[START OF Input records]

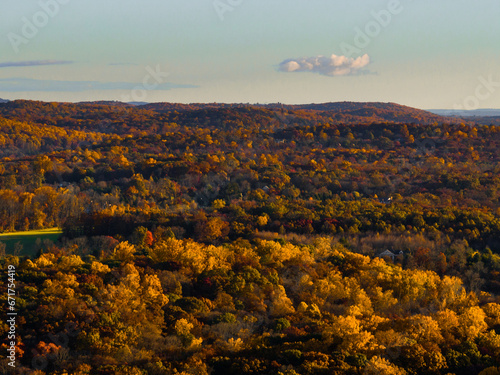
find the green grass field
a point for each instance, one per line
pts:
(26, 242)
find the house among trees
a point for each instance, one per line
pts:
(390, 254)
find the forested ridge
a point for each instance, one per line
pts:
(244, 239)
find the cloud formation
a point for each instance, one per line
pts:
(329, 66)
(25, 85)
(19, 64)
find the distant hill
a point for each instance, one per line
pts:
(118, 117)
(464, 113)
(349, 112)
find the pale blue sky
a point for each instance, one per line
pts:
(430, 54)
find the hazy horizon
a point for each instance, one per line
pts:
(419, 54)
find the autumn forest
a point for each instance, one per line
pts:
(197, 239)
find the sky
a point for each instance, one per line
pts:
(426, 54)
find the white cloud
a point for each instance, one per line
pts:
(329, 66)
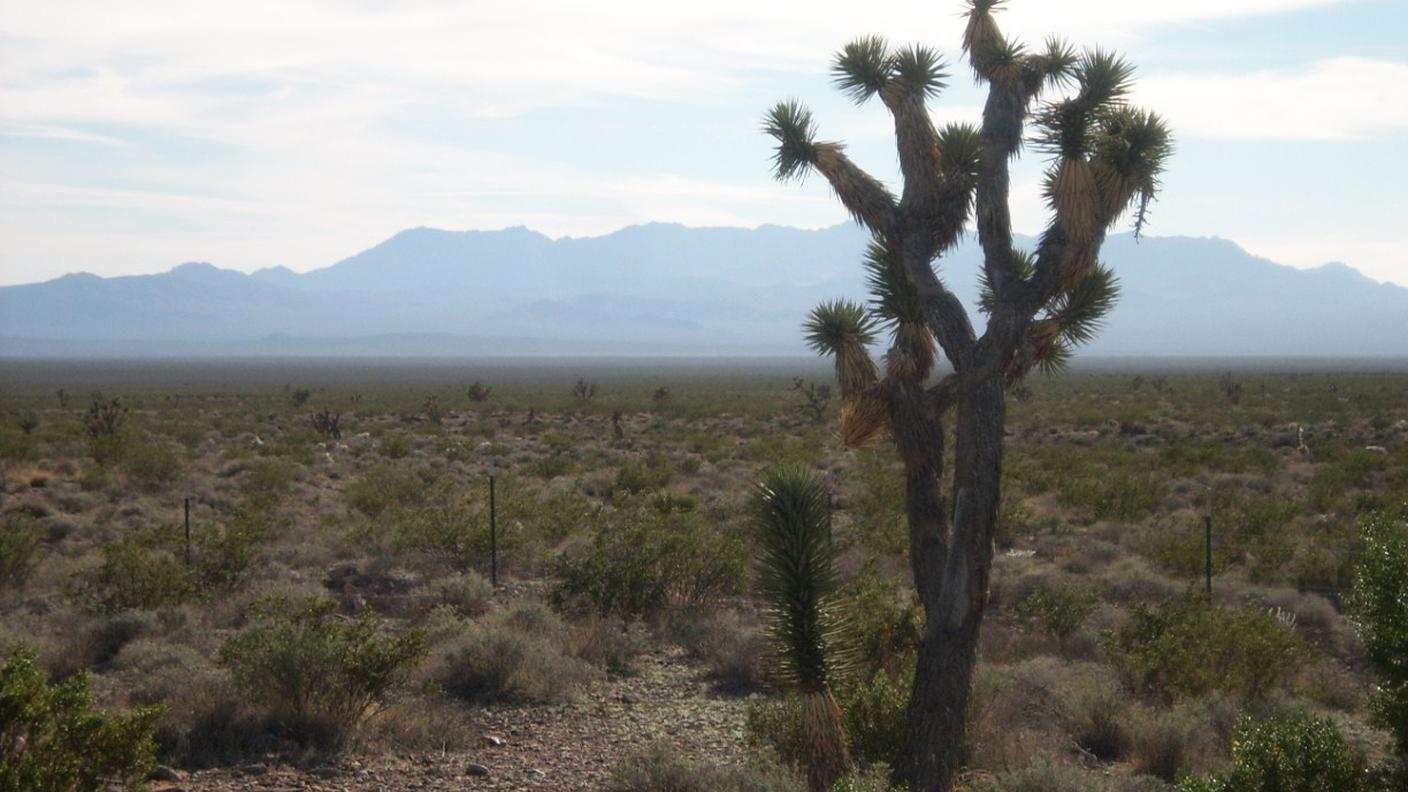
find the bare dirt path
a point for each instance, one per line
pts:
(559, 747)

[END OF Input records]

> Your goal
Print every record above exactly as written, leaving out the pictures.

> Exercise answer
find the green grass field
a point for each instance, one per line
pts:
(26, 242)
find the house among trees
a point for each instance, one per line
pts:
(390, 254)
find the forested ridge
a point for each instance, one per line
pts:
(244, 239)
find the cloud formation
a point for each instance, one per line
pts:
(329, 66)
(25, 85)
(19, 64)
find the distant hill
a point for each instance, one per line
pts:
(118, 117)
(464, 113)
(349, 112)
find the pale blue sky
a point for each instance, one per line
pts:
(430, 54)
find the hazy horizon
a point for each instance, one per line
pts:
(419, 54)
find the autumn forest
a point for each instance, one per line
pts:
(197, 239)
find the sky
a point for each instance, one per line
pts:
(426, 54)
find the white cloud
a point for each instance, one per line
pts:
(329, 66)
find the bare dirt path
a point for each instance, one per line
pts:
(559, 747)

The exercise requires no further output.